• **WORK INSTRUCTIONS**
Please return all records verbatim, no pictures.

Records from a data collection
★ ★ ★
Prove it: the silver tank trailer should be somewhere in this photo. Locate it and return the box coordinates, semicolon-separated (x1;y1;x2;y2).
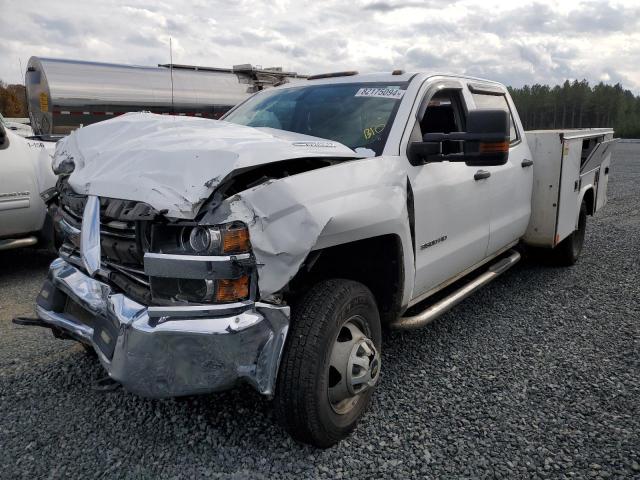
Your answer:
26;57;304;136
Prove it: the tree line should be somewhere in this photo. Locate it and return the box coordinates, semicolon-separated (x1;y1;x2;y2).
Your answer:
2;77;640;137
508;80;640;138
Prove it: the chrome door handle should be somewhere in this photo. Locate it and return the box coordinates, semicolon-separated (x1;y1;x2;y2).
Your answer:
474;170;491;181
521;159;534;168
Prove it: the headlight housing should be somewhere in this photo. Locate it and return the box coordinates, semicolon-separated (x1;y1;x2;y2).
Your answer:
148;221;254;305
152;222;251;256
151;276;250;304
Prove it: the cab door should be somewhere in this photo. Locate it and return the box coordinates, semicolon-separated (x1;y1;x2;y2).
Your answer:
468;84;533;255
404;82;491;297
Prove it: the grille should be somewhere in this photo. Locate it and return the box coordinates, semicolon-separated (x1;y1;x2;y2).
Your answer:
59;192;153;304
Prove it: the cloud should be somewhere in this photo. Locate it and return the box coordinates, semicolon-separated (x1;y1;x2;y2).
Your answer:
★ ★ ★
• **RESPONSE AREA**
Prove it: the silver tank trailer should be somewhere in this photo. Locate it and return the box coordinates, semicolon-separated (x1;y1;x2;y2).
Your answer:
26;57;304;136
Prove it: the tree line should be somewhere in this photo. Locate it and return the box coordinates, semicolon-separated (x1;y1;x2;y2).
Your answer:
2;77;640;137
508;80;640;138
Prove it: the chrome door handle should be somewhere in this photo. Locate it and return the box coordinates, semicolon-separated (x1;y1;x2;y2).
Your answer:
474;170;491;181
521;159;534;168
Prove it: the headlight housing should be somewhere in this photo. Locate it and return the box coordinates, semicolon-separated (x1;y1;x2;y2).
Your answer:
148;221;254;305
152;222;251;256
151;276;250;304
Prove it: the cab door should be somewhere in this photo. Locate it and return the box coordinates, semicolon-separated (x1;y1;x2;y2).
Your answer:
468;84;533;255
404;82;491;297
Prove it: the grille should be somewhere in this photo. Locate it and return the box coordinates, semicolon-separated (x1;y1;x2;y2).
Your answer:
59;192;153;304
Prove it: the cloud should be somewhere in this photo. Locate it and return the box coordinates, semicolon-separated (x1;y1;x2;y2).
Your answer:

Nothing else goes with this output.